Yes you have had a look at the website b4, I remember know  No I didnt have Miesha then, Alice need a running partner  and after a year of reserching the different sight hounds in came Miesha lol, and never looked back.

Sam XX


----------



## jampott (Sep 6, 2003)

spilmah said:


> jampott said:
> 
> 
> > Miesha looks very cute indeed. Is she as soppy as she looks?
> ...


I can believe that. My dogs would love some chickens. They get on really really well with the cats


----------



## spilmah (Nov 28, 2003)

jampott said:


> The leader of the pack, Cassie. Not too far distant from a Lilac Burm in colour, shape and temperament. Absolutely will not leave you alone if she wants to be fussed, and THE most prolific mouser. She likes to give daddy a present, usually in the middle of the night. Will cuddle up with Yogi or one of the dogs if I'm doing something else.
> 
> 
> 
> ...


I love your cassie she is absolutly gorgeous, is she able to have anymore litters or have you had her done know??

I had a great big blue Tom cat that I bred 10 years ago, he was the love of my life, but he sadly passed on in March this year, I thought my world was going to end, I couldnt stop crying for two weeks, I felt so silly I would be out and just burst in to tears, I looked like a flipplin panda 

Your dogs are lovely too, being mainly a dog person I would say that LOL


----------



## Rogue (Jun 15, 2003)

My dog, Maddie.
We got her from the local dog shelter.
She's a very nervous dog, and not very good with strangers, but she's very intelligent and loving.


----------



## jampott (Sep 6, 2003)

spilmah said:


> jampott said:
> 
> 
> > The leader of the pack, Cassie. Not too far distant from a Lilac Burm in colour, shape and temperament. Absolutely will not leave you alone if she wants to be fussed, and THE most prolific mouser. She likes to give daddy a present, usually in the middle of the night. Will cuddle up with Yogi or one of the dogs if I'm doing something else.
> ...


I'm afraid she's been "done"

# # # # #

**Stated problem 1:** Print every line of the records below verbatim, omitting the pictures.

# # # # #

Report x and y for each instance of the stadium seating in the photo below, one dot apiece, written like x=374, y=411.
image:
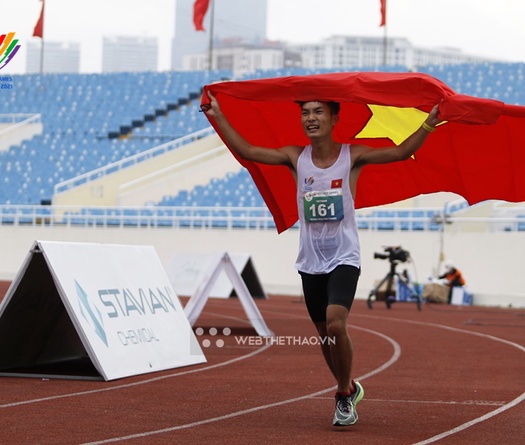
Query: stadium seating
x=88, y=120
x=91, y=120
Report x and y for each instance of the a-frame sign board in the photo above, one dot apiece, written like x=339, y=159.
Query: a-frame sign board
x=196, y=303
x=93, y=311
x=187, y=270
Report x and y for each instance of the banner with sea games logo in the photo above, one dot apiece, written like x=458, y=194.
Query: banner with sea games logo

# # # # #

**Stated problem 2:** Update the pet forum thread by giving its passage again, starting at "## spilmah (Nov" and ending at "her done know??", with "mouser" replaced by "hunter".

**Solution 1:**
Report x and y for each instance of the stadium seating in the photo below, one dot apiece, written like x=374, y=411.
image:
Query: stadium seating
x=88, y=120
x=91, y=120
Report x and y for each instance of the a-frame sign board in the photo above, one dot apiece, written like x=339, y=159.
Query: a-frame sign board
x=196, y=303
x=93, y=311
x=187, y=270
Report x and y for each instance of the banner with sea games logo in the photo above, one dot apiece, written like x=458, y=194.
Query: banner with sea games logo

**Solution 2:**
## spilmah (Nov 28, 2003)

jampott said:


> The leader of the pack, Cassie. Not too far distant from a Lilac Burm in colour, shape and temperament. Absolutely will not leave you alone if she wants to be fussed, and THE most prolific hunter. She likes to give daddy a present, usually in the middle of the night. Will cuddle up with Yogi or one of the dogs if I'm doing something else.
> 
> 
> 
> ...


I love your cassie she is absolutly gorgeous, is she able to have anymore litters or have you had her done know??